DIRECTIONS FOR THIS TASK:
Collect the lines of the entries where "segmented" shows up.

Records from a data collection:
******
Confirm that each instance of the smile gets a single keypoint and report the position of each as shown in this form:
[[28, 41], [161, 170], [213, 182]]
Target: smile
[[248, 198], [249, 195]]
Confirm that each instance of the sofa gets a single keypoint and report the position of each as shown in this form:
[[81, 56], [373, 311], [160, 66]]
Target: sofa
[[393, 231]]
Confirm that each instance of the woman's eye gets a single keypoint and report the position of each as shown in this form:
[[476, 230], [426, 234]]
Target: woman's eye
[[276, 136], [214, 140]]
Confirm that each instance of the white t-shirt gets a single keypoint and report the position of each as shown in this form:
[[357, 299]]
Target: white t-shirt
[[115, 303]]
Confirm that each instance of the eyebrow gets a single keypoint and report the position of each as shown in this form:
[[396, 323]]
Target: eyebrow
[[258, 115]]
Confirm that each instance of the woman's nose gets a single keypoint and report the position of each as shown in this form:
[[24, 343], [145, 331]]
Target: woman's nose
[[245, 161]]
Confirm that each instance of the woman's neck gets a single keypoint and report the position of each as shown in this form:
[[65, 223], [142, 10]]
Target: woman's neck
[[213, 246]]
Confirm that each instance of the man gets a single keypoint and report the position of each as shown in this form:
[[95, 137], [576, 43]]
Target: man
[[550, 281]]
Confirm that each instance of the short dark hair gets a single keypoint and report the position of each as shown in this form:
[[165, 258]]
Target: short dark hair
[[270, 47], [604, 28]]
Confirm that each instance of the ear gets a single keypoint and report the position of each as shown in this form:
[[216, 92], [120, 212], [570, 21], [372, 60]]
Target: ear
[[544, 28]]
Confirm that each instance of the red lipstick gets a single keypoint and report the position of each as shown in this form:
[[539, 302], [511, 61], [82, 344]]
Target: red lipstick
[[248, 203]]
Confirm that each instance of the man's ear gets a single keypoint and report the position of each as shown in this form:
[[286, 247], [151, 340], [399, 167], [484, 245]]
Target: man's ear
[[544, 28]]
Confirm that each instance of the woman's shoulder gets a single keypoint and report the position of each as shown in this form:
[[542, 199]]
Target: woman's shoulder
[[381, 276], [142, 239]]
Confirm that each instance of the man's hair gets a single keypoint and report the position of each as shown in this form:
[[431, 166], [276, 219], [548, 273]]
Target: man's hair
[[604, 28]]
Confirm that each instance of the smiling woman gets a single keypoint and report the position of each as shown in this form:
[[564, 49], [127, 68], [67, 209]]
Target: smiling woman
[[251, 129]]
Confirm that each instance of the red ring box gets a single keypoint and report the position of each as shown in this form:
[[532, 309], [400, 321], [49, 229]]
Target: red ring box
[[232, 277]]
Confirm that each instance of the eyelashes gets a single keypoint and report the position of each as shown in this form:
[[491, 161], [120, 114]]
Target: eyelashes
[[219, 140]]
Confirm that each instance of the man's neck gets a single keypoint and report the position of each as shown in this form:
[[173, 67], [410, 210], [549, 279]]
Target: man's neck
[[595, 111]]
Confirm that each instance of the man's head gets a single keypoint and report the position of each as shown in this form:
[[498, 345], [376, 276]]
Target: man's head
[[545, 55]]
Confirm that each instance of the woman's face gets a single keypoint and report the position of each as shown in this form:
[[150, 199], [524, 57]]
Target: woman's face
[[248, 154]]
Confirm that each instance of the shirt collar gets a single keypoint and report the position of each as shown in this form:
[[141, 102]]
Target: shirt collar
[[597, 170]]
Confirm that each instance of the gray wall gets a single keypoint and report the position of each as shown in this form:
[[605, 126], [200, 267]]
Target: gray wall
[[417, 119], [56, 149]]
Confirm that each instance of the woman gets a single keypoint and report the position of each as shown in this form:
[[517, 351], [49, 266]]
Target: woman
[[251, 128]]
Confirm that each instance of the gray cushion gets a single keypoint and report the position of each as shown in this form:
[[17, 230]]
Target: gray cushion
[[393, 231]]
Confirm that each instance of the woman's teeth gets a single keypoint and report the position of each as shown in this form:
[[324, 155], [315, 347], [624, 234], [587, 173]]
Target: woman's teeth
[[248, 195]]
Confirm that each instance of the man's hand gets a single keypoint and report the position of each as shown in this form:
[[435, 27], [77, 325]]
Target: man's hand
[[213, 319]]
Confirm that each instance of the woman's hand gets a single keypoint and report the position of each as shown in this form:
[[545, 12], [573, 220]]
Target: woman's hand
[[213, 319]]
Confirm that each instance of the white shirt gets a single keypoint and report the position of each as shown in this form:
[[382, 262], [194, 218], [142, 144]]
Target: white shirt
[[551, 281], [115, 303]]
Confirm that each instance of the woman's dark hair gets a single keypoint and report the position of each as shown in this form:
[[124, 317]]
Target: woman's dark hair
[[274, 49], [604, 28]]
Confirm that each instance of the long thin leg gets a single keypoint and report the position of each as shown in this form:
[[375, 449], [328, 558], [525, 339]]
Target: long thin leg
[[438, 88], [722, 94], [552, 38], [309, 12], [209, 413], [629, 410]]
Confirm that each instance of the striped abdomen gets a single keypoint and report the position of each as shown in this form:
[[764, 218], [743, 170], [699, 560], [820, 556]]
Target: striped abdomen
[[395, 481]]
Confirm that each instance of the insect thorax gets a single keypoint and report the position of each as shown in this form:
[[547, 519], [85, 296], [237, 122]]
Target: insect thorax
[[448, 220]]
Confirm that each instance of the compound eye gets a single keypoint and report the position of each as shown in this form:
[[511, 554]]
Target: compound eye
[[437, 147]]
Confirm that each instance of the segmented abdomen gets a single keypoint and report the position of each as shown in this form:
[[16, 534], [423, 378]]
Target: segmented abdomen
******
SOLUTION TO THE EXERCISE:
Confirm that each instance of the segmented abdomen gets a single keypoint and report the position of each as shown in this form:
Target: segmented abdomen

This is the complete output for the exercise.